Tasks to perform:
• a. Answer these questions using the WashU student passage:
(i) Which restaurant does the passage name as probably the closest?
(ii) What two projects are Jake H. and the mentors currently working on?
(iii) Which three international grocery stores are listed?
• b. Transcribe the stretch of the WashU student passage from "Jake H., M1" through "to do is ask.".
• c. Write the next part of the WashU student passage, picking up after its final sentence.

Passage provided:
+---+
In terms of restaurants, there are plenty of opportunities to sample South Asian cuisine in the area. The closest restaurant would probably be Rasoi. It is in the Central West End so one could argue it is within walking distance. There is also an abundance of international grocery stores nearby, such as Seema, Ambica Foods, and Bombay Bazaar if you are looking for ingredients or snacks.
Finally, the biggest thing we love to do is share our culture with other classmates. I’m glad to have classmates with whom I can dance, discuss Bollywood movies, and even enjoy South Asian cuisine!
Jake H., M1
WashU is a great place to find a clinical research mentor. I reached out to a resident during the summer before school to express interest, and he helped me find a clinical mentor and get involved in a research project. We are currently working on a health-care policy project as well as a clinical outcomes project. Both my faculty mentor and the resident have been very responsive and supportive. There are a plethora of research opportunities — from the bench to big data and everything in between. If you need a mentor, all you need to do is ask.
+---+
[Stored data entries]
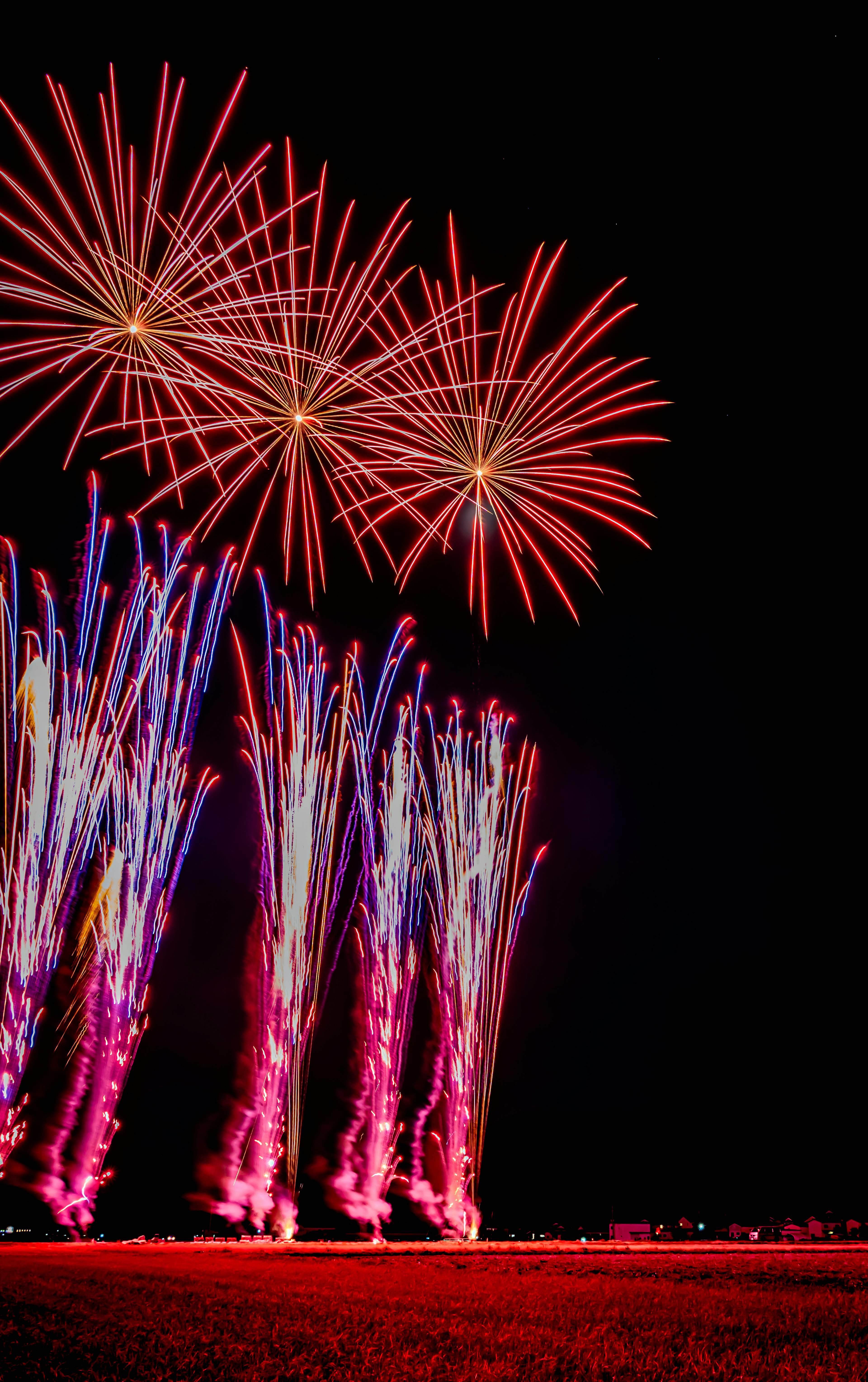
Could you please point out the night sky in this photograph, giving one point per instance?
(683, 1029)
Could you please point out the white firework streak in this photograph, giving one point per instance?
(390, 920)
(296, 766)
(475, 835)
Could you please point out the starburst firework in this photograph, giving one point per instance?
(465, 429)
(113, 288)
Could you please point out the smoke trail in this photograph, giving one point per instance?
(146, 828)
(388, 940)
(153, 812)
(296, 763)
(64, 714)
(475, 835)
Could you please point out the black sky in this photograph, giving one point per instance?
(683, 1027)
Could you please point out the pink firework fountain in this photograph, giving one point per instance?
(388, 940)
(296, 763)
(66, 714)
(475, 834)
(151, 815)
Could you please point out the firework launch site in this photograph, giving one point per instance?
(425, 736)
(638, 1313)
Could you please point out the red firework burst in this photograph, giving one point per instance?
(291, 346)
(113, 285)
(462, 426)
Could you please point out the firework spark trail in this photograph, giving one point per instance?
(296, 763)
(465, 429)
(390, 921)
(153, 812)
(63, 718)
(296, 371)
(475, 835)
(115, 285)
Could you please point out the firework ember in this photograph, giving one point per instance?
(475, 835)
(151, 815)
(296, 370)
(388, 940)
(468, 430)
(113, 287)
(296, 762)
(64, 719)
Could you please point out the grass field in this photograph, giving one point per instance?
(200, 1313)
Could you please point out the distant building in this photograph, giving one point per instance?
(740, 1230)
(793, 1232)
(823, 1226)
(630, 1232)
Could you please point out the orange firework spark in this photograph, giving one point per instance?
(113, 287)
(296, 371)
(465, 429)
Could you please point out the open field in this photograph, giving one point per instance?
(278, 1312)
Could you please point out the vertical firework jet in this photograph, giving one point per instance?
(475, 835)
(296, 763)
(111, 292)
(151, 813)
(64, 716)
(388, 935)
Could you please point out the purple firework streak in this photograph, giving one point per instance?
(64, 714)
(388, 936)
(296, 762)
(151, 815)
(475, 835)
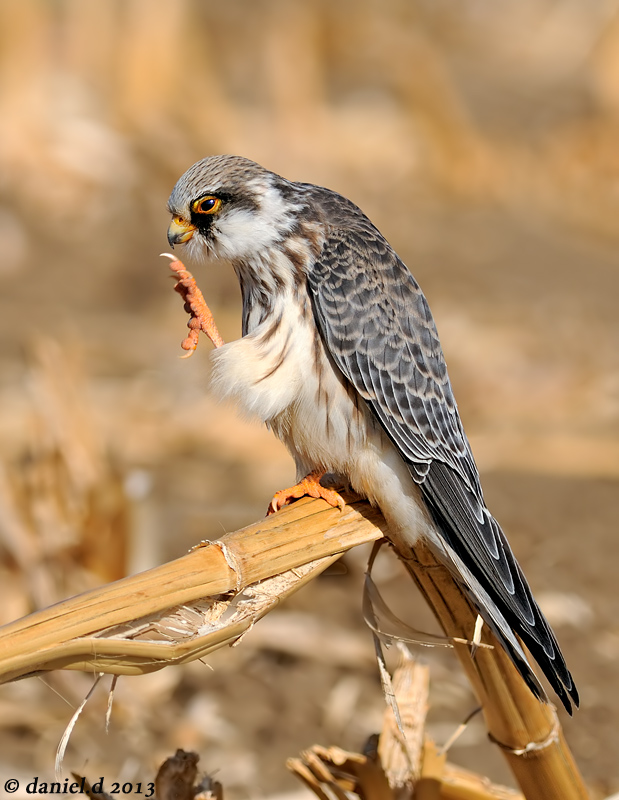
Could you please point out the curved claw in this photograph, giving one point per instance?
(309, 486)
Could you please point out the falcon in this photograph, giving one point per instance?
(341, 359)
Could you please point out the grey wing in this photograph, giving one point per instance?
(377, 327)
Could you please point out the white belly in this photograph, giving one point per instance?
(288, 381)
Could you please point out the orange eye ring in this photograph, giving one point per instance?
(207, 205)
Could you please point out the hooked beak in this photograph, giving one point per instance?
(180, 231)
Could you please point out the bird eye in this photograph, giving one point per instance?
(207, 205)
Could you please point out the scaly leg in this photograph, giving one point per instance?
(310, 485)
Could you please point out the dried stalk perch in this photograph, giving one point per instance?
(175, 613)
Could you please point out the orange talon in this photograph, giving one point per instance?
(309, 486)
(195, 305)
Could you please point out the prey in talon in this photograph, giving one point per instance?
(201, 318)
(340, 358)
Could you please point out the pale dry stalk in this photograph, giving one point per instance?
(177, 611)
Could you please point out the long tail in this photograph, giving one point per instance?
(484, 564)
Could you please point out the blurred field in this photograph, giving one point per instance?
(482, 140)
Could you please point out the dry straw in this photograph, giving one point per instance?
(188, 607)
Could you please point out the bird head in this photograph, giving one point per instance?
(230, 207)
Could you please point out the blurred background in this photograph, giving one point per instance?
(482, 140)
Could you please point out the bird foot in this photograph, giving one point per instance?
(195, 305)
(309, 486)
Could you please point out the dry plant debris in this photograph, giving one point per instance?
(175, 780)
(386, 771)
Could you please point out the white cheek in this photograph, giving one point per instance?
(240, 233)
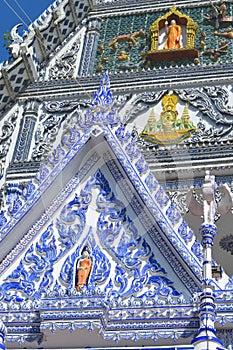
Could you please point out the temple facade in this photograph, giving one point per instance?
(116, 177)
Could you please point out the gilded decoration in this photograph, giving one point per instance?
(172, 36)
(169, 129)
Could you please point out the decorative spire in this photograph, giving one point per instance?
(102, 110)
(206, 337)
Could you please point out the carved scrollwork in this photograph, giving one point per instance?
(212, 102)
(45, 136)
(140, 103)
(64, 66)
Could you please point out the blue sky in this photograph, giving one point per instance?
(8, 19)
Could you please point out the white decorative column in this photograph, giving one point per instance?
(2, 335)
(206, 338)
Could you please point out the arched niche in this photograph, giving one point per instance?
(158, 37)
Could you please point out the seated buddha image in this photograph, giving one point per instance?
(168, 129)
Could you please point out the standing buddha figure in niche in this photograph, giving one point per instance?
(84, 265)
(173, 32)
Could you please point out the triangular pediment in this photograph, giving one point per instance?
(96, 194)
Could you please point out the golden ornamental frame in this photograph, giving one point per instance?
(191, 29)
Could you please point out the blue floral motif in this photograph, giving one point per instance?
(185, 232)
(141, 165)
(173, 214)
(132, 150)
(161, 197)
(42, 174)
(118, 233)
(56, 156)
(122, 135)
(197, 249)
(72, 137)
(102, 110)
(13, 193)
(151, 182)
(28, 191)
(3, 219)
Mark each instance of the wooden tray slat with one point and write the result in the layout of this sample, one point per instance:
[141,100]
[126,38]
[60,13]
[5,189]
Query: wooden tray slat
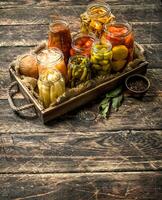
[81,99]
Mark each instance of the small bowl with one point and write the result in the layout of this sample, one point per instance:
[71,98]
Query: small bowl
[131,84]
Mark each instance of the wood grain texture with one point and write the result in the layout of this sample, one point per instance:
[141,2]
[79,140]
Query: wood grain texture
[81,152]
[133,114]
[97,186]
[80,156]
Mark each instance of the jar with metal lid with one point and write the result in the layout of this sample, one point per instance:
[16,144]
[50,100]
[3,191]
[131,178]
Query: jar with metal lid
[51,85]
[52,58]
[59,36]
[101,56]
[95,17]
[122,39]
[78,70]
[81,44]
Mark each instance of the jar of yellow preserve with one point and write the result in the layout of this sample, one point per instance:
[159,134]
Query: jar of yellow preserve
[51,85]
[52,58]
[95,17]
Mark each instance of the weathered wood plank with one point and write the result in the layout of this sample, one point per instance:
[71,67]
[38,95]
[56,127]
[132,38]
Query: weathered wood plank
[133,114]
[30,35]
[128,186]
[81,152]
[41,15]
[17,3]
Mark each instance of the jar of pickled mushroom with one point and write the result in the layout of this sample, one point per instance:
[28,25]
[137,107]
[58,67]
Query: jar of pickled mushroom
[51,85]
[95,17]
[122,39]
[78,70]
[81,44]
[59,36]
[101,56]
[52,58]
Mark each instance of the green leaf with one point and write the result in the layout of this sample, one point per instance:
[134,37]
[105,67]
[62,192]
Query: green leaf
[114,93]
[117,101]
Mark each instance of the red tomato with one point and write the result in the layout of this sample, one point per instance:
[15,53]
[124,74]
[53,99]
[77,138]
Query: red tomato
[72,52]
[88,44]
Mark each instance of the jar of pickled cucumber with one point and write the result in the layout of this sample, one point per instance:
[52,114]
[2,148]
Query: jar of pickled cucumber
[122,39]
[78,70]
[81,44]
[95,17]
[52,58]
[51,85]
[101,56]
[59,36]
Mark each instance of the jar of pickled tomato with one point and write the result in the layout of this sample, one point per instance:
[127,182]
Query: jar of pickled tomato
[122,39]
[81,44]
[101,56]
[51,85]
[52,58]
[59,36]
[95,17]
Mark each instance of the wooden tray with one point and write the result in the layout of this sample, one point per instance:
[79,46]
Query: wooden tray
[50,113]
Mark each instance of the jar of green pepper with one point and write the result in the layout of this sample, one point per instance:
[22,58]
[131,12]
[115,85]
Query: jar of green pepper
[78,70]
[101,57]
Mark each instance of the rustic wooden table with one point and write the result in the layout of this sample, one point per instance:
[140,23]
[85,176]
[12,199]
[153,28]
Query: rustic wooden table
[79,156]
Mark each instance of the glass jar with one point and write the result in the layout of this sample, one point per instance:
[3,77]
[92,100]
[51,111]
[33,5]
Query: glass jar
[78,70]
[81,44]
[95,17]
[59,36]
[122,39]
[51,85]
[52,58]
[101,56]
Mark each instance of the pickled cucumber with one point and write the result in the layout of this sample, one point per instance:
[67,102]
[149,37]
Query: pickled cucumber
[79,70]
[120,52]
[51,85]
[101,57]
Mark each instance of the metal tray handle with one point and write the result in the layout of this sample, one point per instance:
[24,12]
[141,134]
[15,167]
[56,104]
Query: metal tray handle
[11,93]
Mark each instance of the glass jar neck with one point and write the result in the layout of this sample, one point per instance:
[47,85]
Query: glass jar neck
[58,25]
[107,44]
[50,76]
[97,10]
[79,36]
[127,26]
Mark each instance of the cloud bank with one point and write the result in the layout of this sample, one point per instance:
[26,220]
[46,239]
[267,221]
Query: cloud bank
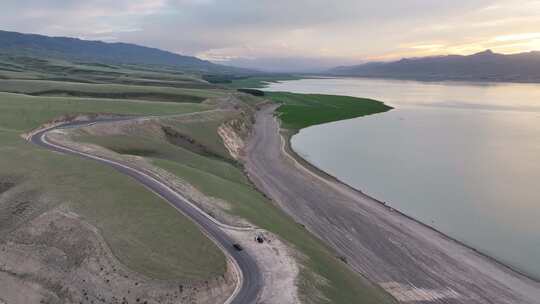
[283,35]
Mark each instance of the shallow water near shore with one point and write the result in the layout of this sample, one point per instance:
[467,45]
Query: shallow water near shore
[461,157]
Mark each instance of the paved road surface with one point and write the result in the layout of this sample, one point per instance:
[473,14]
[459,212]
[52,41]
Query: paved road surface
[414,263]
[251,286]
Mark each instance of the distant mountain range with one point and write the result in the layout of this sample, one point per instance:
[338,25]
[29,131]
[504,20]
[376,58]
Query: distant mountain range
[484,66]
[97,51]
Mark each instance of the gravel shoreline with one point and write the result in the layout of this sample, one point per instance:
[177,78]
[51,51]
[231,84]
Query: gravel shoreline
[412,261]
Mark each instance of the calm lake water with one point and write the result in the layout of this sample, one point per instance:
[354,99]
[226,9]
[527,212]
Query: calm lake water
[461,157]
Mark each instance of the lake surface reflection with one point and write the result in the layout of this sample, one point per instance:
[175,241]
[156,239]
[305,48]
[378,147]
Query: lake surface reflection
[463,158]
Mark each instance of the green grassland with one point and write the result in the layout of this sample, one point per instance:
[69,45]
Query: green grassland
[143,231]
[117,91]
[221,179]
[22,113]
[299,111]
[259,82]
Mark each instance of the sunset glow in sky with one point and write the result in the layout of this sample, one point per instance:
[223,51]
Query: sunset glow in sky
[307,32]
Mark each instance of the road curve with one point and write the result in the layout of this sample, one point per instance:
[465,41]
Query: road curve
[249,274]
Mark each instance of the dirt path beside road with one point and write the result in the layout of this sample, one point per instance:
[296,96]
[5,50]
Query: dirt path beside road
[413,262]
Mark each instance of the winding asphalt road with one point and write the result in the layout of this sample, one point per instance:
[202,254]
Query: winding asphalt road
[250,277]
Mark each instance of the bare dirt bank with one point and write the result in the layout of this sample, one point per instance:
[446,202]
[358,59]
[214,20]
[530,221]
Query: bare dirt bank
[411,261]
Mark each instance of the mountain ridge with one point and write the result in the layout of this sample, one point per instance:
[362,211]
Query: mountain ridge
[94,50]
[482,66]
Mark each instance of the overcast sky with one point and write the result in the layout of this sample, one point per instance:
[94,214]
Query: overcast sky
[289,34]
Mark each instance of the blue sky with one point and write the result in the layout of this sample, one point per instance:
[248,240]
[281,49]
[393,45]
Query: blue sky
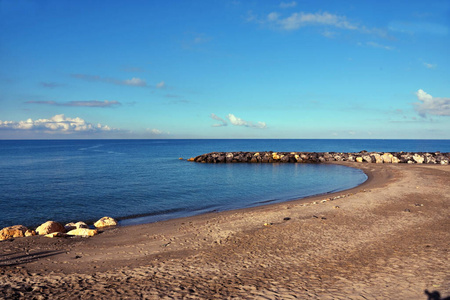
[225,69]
+---+
Per-task answers:
• a.
(i) Rasoi
(ii) A health-care policy project and a clinical outcomes project
(iii) Seema, Ambica Foods, and Bombay Bazaar

• b.
Jake H., M1
WashU is a great place to find a clinical research mentor. I reached out to a resident during the summer before school to express interest, and he helped me find a clinical mentor and get involved in a research project. We are currently working on a health-care policy project as well as a clinical outcomes project. Both my faculty mentor and the resident have been very responsive and supportive. There are a plethora of research opportunities — from the bench to big data and everything in between. If you need a mentor, all you need to do is ask.

• c.
Nick F., M1
At my undergraduate institution, I was an employee of the Student Wellness Center and did a lot of outreach focusing on mental health and well-being. It was important to me that I attend a medical school that shared my emphasis on wellness and the mental health of students. I found that environment at WashU not only in administration, but also in my fellow students. WashU not only provides counseling available through Student Health Services, but also has students serve as Peer Advocates to whom you can reach out to discuss any concerns about school, life, or anything else. Members of student government also serve as members of the Student Wellness Committee, where they meet with faculty to discuss mental health concerns and how to address them. The community of medical students at WashU is also very friendly and inclusive, which positively impacted my mental health especially during the pandemic. Overall, the resources and activities provided by WashU combined with the welcoming nature of the student body makes WashU a great place for medical education and preserving student wellness.